- **PROBLEMS TO WORK ON**
[1] According to the essay on email sign-offs, what broader shift in sign-offs does the writer identify?
[2] Lay out the records as a Markdown table with the columns Row and Content, giving each line its row number and leaving out blank lines. Start with the first line of the records and go on through the line that contains "135,118,147,168".

- **PAGE TEXT**

● ● ●

Much Love

emotional baggage

How I Started Writing About Email Sign-offs and Ended Up Releasing Old Emotional Baggage

This morning I came downstairs in a good mood. I sat down and started writing an article about closing phrases in written communication. I reflected on how my own use of expressions like Yours sincerely, kind regards, best and much love has changed over the last decades – and how there is still a cultural difference between Germany, Scandinavia and the US in using them.

From “Yours Sincerely” to “Much Love” – A Personal Journey Through Email Sign-offs

I reflected on why my closings got much warmer over the years. How much of this might be conditioning from a family that did not love bomb each other in their communication – and from growing up in a far more hierarchical world, with more formalities, in the 1970s, when hugging your friends goodbye was not nearly as common.

I looked at different communication tools: letters, then email, and later texting. All of them shifted the way we communicate and say hi and goodbye in written form.

I remembered how Liebe Grüße – similar to warm regards in English – entered university communication and later even business emails. And how I nowadays end a lot of written communication with much love, something I could not have done authentically ten years ago.

The Shift From Formal Relationship Encoding to Emotional Signaling

I wondered whether this was related to the dominant group I communicate with – more spiritual people – but came to the conclusion that there had also been a broader shift: from formal relationship encoding to emotional atmosphere signaling in sign-offs. Writing much love at the end of an email signals friendly intention more than it defines the relationship to the person you are writing to. Whilst in earlier days it was clear that you would only use the word love for people you were already in a close relationship with.

● ● ●

- **RECORDS FOR THE EXERCISE**
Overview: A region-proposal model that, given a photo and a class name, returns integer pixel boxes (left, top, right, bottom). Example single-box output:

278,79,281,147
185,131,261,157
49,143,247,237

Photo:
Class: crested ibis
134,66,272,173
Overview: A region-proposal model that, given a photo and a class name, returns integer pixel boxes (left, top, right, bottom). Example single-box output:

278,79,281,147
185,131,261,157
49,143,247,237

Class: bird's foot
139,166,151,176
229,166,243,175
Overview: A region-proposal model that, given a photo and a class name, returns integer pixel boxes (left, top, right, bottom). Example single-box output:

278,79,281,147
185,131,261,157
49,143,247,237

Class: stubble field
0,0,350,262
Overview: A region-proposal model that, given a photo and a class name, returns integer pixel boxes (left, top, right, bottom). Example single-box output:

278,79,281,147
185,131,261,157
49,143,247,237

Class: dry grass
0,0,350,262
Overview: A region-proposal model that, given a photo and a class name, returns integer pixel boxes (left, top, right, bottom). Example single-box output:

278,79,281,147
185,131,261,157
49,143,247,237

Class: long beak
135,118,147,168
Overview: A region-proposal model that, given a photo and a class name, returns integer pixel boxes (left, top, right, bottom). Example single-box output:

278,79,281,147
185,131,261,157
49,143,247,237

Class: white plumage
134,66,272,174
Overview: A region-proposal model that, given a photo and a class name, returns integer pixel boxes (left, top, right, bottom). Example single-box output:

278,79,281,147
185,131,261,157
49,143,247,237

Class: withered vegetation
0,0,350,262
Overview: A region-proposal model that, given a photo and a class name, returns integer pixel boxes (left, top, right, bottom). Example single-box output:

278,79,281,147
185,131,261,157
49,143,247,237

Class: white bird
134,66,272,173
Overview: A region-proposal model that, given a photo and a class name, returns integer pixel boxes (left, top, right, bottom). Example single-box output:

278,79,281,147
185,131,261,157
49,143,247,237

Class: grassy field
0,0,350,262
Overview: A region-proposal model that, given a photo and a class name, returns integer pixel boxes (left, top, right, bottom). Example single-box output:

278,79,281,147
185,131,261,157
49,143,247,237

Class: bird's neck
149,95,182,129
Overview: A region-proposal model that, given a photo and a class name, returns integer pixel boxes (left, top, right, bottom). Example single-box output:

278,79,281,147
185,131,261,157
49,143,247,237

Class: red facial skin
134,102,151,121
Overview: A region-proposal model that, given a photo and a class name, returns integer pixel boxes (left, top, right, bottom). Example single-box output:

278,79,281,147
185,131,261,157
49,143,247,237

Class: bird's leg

● ● ●

- **THE RESPONSES**
[1] A shift from formal relationship encoding to emotional atmosphere signaling.

[2]
| Row | Content |
|---|---|
| 1 | Overview: A region-proposal model that, given a photo and a class name, returns integer pixel boxes (left, top, right, bottom). Example single-box output: |
| 2 | 278,79,281,147 |
| 3 | 185,131,261,157 |
| 4 | 49,143,247,237 |
| 5 | Photo: |
| 6 | Class: crested ibis |
| 7 | 134,66,272,173 |
| 8 | Overview: A region-proposal model that, given a photo and a class name, returns integer pixel boxes (left, top, right, bottom). Example single-box output: |
| 9 | 278,79,281,147 |
| 10 | 185,131,261,157 |
| 11 | 49,143,247,237 |
| 12 | Class: bird's foot |
| 13 | 139,166,151,176 |
| 14 | 229,166,243,175 |
| 15 | Overview: A region-proposal model that, given a photo and a class name, returns integer pixel boxes (left, top, right, bottom). Example single-box output: |
| 16 | 278,79,281,147 |
| 17 | 185,131,261,157 |
| 18 | 49,143,247,237 |
| 19 | Class: stubble field |
| 20 | 0,0,350,262 |
| 21 | Overview: A region-proposal model that, given a photo and a class name, returns integer pixel boxes (left, top, right, bottom). Example single-box output: |
| 22 | 278,79,281,147 |
| 23 | 185,131,261,157 |
| 24 | 49,143,247,237 |
| 25 | Class: dry grass |
| 26 | 0,0,350,262 |
| 27 | Overview: A region-proposal model that, given a photo and a class name, returns integer pixel boxes (left, top, right, bottom). Example single-box output: |
| 28 | 278,79,281,147 |
| 29 | 185,131,261,157 |
| 30 | 49,143,247,237 |
| 31 | Class: long beak |
| 32 | 135,118,147,168 |